**Stored dataset material:**
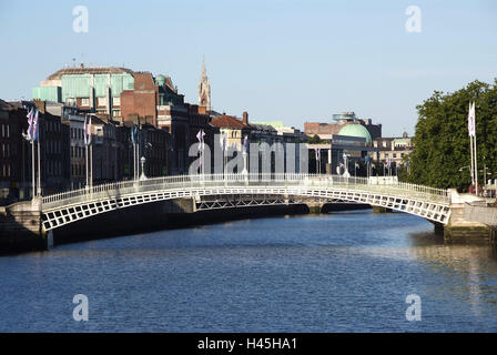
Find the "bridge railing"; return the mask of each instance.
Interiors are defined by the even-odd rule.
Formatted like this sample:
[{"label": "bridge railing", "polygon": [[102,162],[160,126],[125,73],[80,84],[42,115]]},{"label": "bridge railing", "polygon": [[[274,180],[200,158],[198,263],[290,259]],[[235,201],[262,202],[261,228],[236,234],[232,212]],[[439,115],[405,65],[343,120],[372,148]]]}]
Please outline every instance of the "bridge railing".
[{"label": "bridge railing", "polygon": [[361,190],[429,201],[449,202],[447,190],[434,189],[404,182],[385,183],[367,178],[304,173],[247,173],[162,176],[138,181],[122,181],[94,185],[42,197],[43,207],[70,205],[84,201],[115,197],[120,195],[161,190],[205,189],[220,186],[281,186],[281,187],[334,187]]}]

**OBJECTIVE:** Reproduce all of the lines in the material above, including the requests, but increase every polygon coordinate in the answers by 141. Leave the pictures out of your reply.

**FULL OUTPUT:**
Find the "bridge railing"; return the mask of each instance.
Interiors are defined by the even-odd rule.
Formatted like this sample:
[{"label": "bridge railing", "polygon": [[102,162],[160,126],[125,73],[80,84],[42,115]]},{"label": "bridge railing", "polygon": [[[274,180],[200,158],[198,263],[290,259]],[[235,201],[262,202],[261,228],[236,234],[232,212]],[[439,115],[405,65],[343,120],[372,148]]]}]
Please outline every instance of the "bridge railing".
[{"label": "bridge railing", "polygon": [[502,331],[570,342],[590,343],[588,331],[575,330],[545,323],[526,324],[508,319],[445,314],[388,314],[303,317],[279,322],[263,322],[235,326],[183,338],[184,348],[211,346],[225,342],[256,338],[261,336],[302,331],[346,330],[361,327],[422,327],[422,328],[475,328]]}]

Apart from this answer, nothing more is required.